# Dataset items
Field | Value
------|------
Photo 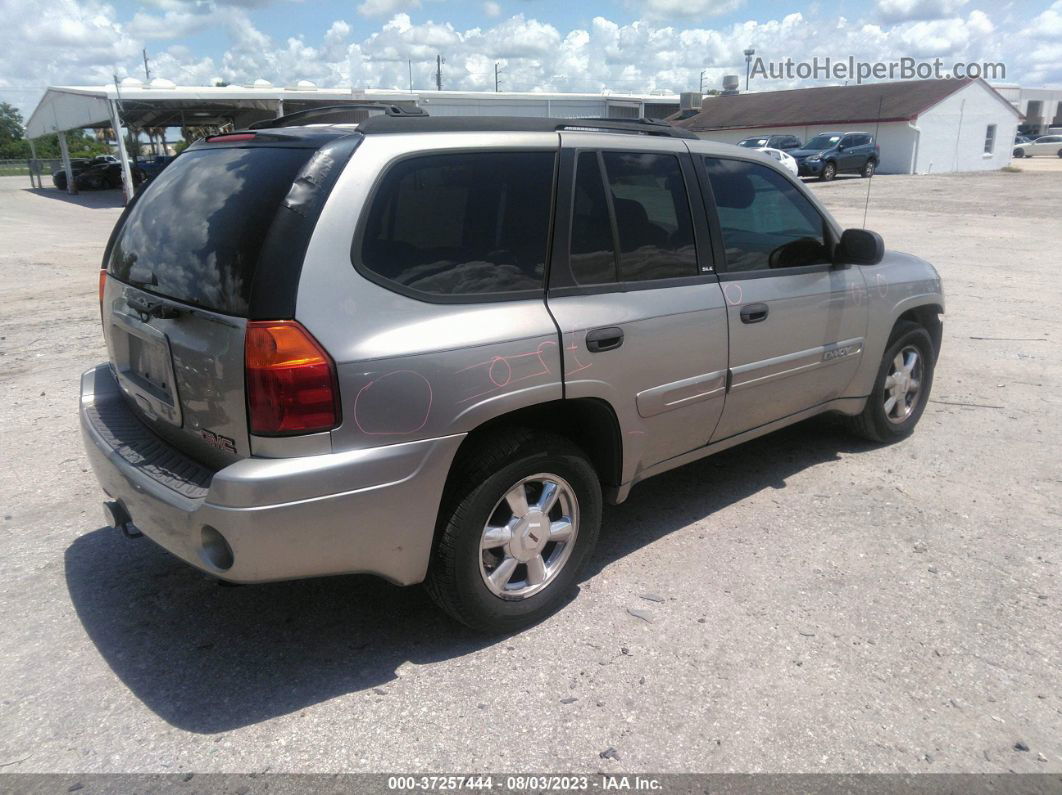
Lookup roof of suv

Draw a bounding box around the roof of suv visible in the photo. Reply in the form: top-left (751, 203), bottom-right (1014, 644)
top-left (244, 103), bottom-right (697, 139)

# Exercise instructions
Rewrite every line of the records above, requests included, so that each bounding-box coordinate in the answers is multiplied by 1.5 and rounded to a whole number, with halves rounded up. Leave the numbers in the requests unchanged and omit the pictures from your output.

# The completed task
Field | Value
------|------
Photo 
Lookup roof of suv

Draw a bounding box around the roof of suv visible in the photo. Reply in the form: top-left (751, 203), bottom-right (1014, 644)
top-left (366, 155), bottom-right (1046, 209)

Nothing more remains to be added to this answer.